* Exercise task *
Reproduce the material below, substituting "nonzero" for every occurrence of "even-odd" and leaving everything else unchanged. Omit the pictures from your answer.

* Excerpts from segmentation records *
____________________
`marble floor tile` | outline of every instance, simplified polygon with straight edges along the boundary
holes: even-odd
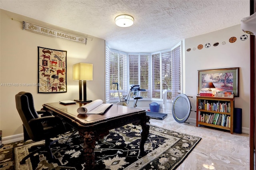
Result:
[[[231,134],[228,131],[194,123],[179,123],[172,114],[163,120],[151,119],[150,125],[202,138],[178,170],[249,170],[249,134]]]

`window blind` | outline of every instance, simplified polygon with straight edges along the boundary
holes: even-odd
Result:
[[[172,99],[172,53],[162,53],[162,91],[167,90],[167,99]]]
[[[160,99],[160,53],[152,55],[152,98]]]
[[[181,92],[180,45],[172,50],[172,97],[174,99]]]

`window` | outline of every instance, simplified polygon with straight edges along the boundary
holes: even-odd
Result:
[[[127,95],[127,55],[124,53],[110,50],[106,45],[106,102],[119,100],[116,85],[120,97]]]
[[[167,99],[181,93],[180,44],[171,50],[152,55],[152,98],[161,99],[167,90]]]
[[[129,55],[129,85],[139,85],[140,89],[140,96],[145,99],[150,96],[150,54]]]
[[[138,84],[146,90],[140,92],[144,99],[161,100],[164,89],[167,90],[167,99],[174,99],[181,92],[181,44],[155,53],[128,55],[106,45],[106,102],[118,99],[113,83],[118,83],[121,97],[127,95],[129,85]]]

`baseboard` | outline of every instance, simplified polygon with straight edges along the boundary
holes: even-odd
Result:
____________________
* The result *
`marble floor tile` | outline of every instance, simplified polygon with straight edges along the boundary
holes: nonzero
Result:
[[[231,134],[228,131],[194,123],[179,123],[172,114],[163,120],[151,119],[150,125],[202,138],[178,170],[249,170],[249,134]]]

`window blind` | outline of every instance, simplified polygon with straight edges along the boundary
holes: nonzero
Result:
[[[172,99],[172,53],[162,53],[162,91],[167,90],[167,99]]]
[[[160,99],[160,53],[152,55],[152,98]]]
[[[181,92],[180,45],[172,50],[172,97],[174,99]]]

`window` | outline of every instance, simplified polygon with straight edges along the boundary
holes: nonzero
Result:
[[[127,95],[127,55],[124,53],[110,50],[106,45],[106,102],[119,100],[116,85],[120,97]]]
[[[167,99],[181,93],[180,44],[171,50],[152,55],[152,98],[161,99],[167,90]]]
[[[129,55],[129,85],[139,85],[140,89],[140,96],[145,99],[150,96],[150,54]]]
[[[138,84],[146,90],[140,92],[144,99],[161,100],[164,89],[167,90],[167,99],[174,99],[181,92],[181,44],[155,53],[128,55],[106,45],[106,102],[118,99],[113,83],[118,83],[121,97],[127,95],[129,85]]]

`baseboard` | outline of every instance, simplified polygon with straight edges along the boundary
holes: nonzero
Result:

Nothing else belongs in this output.